Box-labeled dataset extracts:
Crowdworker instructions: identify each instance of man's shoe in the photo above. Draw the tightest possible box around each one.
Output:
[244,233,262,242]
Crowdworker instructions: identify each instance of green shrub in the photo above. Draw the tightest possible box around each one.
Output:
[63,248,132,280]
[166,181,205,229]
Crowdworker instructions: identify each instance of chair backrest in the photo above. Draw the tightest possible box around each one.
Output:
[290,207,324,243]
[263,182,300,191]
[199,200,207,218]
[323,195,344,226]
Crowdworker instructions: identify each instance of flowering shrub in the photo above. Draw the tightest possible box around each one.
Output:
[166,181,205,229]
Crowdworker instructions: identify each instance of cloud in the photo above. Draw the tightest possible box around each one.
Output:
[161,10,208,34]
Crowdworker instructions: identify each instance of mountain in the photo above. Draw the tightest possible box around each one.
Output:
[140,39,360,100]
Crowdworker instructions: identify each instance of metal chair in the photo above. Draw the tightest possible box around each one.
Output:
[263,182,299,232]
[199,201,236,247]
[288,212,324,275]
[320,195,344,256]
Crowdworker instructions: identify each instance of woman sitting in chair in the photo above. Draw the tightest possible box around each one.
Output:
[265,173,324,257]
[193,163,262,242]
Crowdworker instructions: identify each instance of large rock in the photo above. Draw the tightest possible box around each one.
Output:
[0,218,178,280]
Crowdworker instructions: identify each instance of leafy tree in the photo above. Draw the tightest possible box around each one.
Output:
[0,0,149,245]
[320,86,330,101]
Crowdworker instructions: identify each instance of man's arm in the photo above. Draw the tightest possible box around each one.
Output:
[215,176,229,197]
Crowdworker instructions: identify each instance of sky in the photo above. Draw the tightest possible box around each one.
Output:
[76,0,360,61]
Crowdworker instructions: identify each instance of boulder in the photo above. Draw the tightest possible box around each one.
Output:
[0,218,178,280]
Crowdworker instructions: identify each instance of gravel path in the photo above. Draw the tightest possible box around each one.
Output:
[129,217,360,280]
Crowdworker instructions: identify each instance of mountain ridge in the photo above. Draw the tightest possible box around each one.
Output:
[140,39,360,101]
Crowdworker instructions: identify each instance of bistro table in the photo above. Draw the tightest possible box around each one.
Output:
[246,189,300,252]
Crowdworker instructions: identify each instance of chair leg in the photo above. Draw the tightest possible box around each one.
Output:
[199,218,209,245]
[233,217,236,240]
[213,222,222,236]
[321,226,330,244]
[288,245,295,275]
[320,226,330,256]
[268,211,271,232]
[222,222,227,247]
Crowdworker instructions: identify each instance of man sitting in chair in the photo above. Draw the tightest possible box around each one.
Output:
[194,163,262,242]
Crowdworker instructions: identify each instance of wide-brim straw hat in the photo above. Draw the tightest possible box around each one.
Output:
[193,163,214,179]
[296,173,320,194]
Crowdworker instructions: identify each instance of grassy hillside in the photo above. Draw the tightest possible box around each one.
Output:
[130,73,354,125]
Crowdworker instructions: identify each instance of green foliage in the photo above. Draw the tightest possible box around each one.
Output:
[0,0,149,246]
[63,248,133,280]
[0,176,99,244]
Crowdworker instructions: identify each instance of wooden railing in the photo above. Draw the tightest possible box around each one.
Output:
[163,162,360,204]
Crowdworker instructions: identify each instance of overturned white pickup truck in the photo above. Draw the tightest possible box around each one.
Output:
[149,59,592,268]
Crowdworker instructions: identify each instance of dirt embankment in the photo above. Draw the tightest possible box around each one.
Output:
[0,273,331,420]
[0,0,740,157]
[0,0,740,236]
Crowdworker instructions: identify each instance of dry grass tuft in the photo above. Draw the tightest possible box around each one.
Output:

Challenge:
Retype the rows starting at the line that contains "of green foliage" and ending at the line that contains "[163,162,360,204]", both lines included, with every character unchanged.

Solution for this problem:
Crowdworker instructions: identify each instance of green foliage in the photo above. Draw the tightest possible box around each one.
Output:
[0,0,149,246]
[63,248,133,280]
[0,176,99,244]
Crowdworker instructions: identify each instance of wooden railing in the photo above. Draw the tightest possible box around each one.
Output:
[163,162,360,204]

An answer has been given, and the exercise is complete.